SOURCE PASSAGE:
::::::::::

Why we deleted Plotly and wrote our own ASCII charts¶

Benchmark charts should arrive where you’re already working, not in a file you have to go find.

TL;DR: BenchBox users work in terminals and coding agents, contexts where HTML files and browser windows break the flow. In v0.1.2, we built 3,365 lines of zero-dependency ASCII charting that renders inline everywhere: terminals, CI (continuous integration) logs, and LLM (large language model) tool responses. Along the way, we evaluated 10+ terminal libraries and removed 4,300 lines of Plotly.

Where benchmark charts actually get read¶

BenchBox users work in text-based contexts: the terminal, MCP (Model Context Protocol) coding agents, and CI logs. None of them can render an HTML file.

BenchBox started with Plotly for visualization, a natural starting point: mature library, beautiful output, wide adoption. We built it thoroughly, too, with six chart types, a custom theme system, and export to HTML, PNG, SVG, and PDF via Plotly 5.24 and kaleido. But when we added MCP integration (BenchBox’s server for LLM tool use), it became clear that charts needed to render where users already were, not in a separate browser window.

When an LLM called generate_chart(), the tool returned a file path:

{
  "status": "generated",
  "format": "html",
  "file_path": "benchmark_runs/charts/performance_bar_20260213.html"
}

An LLM in a terminal conversation needs the chart content inline. It can’t render HTML. With a file path, it would need a second tool call just to read the file, and even then it would be parsing raw HTML markup instead of seeing a chart.

::::::::::

SOURCE INFORMATION:
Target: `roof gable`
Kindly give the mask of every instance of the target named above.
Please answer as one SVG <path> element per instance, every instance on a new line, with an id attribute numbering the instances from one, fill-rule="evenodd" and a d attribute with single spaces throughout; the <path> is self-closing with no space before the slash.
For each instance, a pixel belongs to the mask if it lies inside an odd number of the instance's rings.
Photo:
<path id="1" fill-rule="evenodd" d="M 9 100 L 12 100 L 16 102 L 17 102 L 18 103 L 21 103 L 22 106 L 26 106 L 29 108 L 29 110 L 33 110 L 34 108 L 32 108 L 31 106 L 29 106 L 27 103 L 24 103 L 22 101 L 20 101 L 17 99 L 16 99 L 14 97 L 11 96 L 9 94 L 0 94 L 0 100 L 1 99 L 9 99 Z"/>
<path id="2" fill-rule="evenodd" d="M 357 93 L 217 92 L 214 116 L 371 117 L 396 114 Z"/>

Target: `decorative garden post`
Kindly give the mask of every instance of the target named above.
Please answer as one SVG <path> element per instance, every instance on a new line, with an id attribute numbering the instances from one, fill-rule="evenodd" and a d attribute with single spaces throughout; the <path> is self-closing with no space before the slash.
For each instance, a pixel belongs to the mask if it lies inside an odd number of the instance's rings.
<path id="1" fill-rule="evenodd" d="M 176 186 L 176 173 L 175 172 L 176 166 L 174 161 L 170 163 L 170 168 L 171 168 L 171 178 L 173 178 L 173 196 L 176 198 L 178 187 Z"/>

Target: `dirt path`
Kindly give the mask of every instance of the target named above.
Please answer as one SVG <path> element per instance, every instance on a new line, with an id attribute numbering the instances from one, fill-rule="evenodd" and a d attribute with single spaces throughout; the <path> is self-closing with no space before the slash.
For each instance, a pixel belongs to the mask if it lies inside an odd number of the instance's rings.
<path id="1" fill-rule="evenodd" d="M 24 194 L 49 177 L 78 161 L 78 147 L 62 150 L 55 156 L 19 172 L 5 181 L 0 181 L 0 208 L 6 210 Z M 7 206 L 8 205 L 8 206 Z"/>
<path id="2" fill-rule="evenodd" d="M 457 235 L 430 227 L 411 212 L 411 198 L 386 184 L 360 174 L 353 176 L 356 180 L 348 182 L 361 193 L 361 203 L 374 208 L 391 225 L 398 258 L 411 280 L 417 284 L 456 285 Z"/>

::::::::::

WHAT YOU NEED TO DO:
a. Answer these questions from the ASCII charts article.
(i) How many lines of Plotly were removed?
(ii) Which version of Plotly was used, together with kaleido, to export charts?
(iii) What value does "format" have in the response that generate_chart() returned?
b. Repeat the part of the ASCII charts article starting with "An LLM in a" and going on through "seeing a chart.".

TASK RESULTS:
a.
(i) 4,300 lines.
(ii) Plotly 5.24.
(iii) "html"

b.
An LLM in a terminal conversation needs the chart content inline. It can’t render HTML. With a file path, it would need a second tool call just to read the file, and even then it would be parsing raw HTML markup instead of seeing a chart.